**REQUIREMENTS:** Find each line of the material below that contains the word "shown" and copy those lines out in full.

— BEGIN —

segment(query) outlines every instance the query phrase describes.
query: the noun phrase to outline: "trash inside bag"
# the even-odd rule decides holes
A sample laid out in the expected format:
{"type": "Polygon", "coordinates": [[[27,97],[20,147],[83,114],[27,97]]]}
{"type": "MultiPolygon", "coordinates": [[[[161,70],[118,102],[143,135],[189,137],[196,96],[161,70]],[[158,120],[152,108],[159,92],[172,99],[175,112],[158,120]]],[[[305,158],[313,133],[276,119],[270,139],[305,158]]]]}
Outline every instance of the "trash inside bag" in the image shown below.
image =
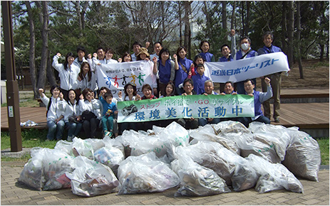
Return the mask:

— END —
— BEGIN —

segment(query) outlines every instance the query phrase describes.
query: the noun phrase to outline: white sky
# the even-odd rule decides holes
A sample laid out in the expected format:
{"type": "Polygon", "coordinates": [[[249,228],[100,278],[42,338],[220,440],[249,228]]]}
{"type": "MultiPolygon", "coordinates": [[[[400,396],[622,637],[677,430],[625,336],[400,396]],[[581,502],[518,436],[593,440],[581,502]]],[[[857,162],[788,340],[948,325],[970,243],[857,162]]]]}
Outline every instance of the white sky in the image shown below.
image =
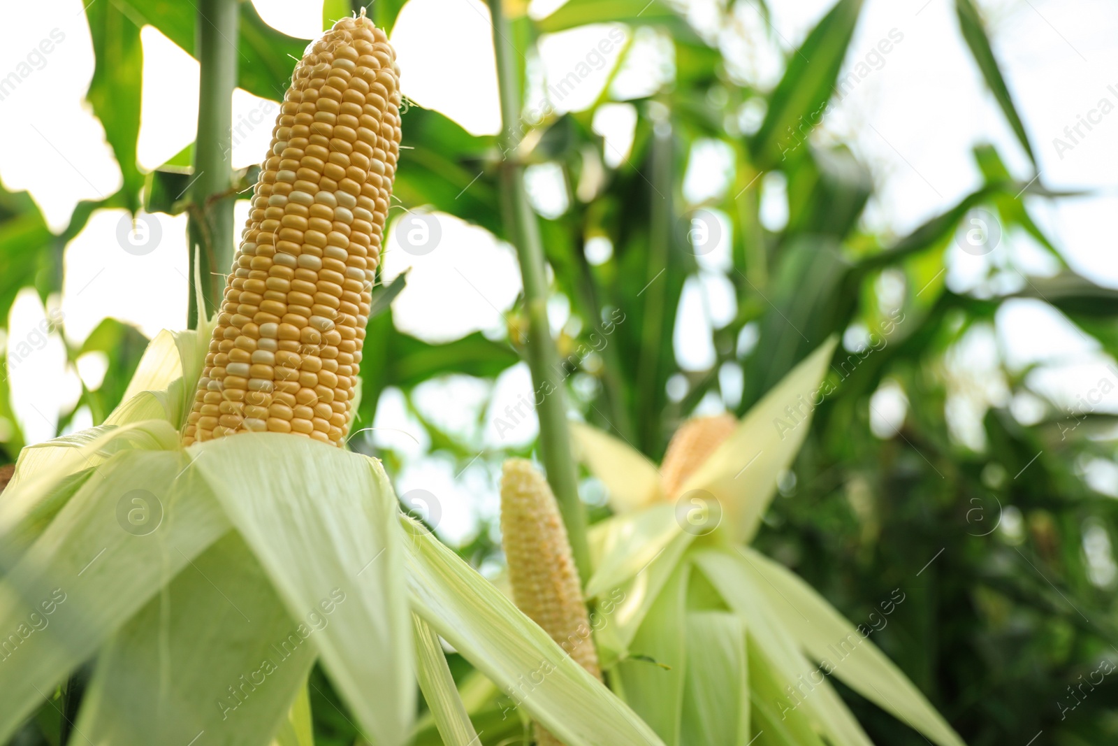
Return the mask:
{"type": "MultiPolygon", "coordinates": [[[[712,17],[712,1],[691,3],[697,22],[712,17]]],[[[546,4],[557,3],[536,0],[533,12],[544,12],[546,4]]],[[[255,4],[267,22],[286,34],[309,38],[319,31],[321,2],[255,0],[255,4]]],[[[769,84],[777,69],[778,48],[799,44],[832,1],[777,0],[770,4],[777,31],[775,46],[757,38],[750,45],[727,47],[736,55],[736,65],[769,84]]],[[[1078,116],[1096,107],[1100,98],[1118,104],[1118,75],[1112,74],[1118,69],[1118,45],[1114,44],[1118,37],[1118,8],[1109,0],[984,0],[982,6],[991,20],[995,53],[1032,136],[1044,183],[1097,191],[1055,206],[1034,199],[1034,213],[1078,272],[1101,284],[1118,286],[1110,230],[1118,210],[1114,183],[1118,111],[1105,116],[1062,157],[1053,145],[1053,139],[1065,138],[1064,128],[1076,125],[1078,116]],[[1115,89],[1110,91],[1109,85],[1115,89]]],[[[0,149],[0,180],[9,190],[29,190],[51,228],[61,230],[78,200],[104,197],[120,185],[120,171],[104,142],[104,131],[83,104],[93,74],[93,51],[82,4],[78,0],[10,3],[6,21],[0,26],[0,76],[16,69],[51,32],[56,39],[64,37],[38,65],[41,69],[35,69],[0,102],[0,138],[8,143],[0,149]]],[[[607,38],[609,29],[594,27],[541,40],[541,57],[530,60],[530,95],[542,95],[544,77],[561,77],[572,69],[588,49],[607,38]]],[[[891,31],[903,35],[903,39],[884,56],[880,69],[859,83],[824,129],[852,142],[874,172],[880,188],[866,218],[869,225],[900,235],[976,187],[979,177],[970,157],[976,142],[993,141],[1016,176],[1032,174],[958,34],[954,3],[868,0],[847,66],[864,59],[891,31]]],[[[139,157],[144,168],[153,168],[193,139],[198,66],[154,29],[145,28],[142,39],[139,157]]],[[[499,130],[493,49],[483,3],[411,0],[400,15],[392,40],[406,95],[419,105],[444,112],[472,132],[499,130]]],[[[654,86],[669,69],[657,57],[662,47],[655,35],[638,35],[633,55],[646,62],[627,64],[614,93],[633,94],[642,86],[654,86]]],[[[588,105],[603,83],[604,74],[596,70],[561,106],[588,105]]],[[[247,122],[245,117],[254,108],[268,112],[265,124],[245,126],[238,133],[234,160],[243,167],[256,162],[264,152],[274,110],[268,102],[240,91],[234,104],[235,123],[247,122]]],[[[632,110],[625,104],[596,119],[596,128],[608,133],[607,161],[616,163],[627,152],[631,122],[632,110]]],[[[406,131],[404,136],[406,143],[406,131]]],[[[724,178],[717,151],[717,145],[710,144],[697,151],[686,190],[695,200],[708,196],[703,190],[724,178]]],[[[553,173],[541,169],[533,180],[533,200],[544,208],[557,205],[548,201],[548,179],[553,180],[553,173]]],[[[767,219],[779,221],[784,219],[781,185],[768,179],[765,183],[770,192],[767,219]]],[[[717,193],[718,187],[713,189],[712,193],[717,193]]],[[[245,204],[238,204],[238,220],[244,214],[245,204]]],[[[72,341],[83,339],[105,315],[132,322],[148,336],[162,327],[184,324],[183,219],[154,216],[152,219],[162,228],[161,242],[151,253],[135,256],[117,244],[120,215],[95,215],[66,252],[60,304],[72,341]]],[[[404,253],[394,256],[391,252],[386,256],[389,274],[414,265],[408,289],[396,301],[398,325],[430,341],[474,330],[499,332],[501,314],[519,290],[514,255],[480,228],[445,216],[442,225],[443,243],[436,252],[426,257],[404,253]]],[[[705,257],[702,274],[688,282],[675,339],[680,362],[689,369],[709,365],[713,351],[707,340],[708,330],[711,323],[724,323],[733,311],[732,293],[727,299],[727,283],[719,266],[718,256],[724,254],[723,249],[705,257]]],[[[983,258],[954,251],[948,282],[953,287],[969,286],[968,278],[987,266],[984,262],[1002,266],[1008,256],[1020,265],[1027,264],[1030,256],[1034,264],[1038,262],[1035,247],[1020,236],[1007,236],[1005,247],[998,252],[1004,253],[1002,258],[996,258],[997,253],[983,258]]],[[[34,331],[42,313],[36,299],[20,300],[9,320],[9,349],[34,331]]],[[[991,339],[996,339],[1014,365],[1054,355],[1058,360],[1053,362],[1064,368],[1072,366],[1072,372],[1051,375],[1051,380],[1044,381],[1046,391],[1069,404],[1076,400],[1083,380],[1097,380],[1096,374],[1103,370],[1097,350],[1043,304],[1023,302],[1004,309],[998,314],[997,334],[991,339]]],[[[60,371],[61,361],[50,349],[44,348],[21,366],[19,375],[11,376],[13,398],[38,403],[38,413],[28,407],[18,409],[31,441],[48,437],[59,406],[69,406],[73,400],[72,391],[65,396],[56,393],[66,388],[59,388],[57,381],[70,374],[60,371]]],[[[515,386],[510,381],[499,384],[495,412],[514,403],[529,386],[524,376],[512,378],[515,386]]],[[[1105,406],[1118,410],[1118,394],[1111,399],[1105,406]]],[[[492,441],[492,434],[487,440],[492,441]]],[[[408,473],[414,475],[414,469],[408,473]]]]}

— END —

**EXERCISE OUTPUT:**
Outline every instance of the "trash inside bag" in the image shown below.
Outline every instance of the white sky in the image shown below.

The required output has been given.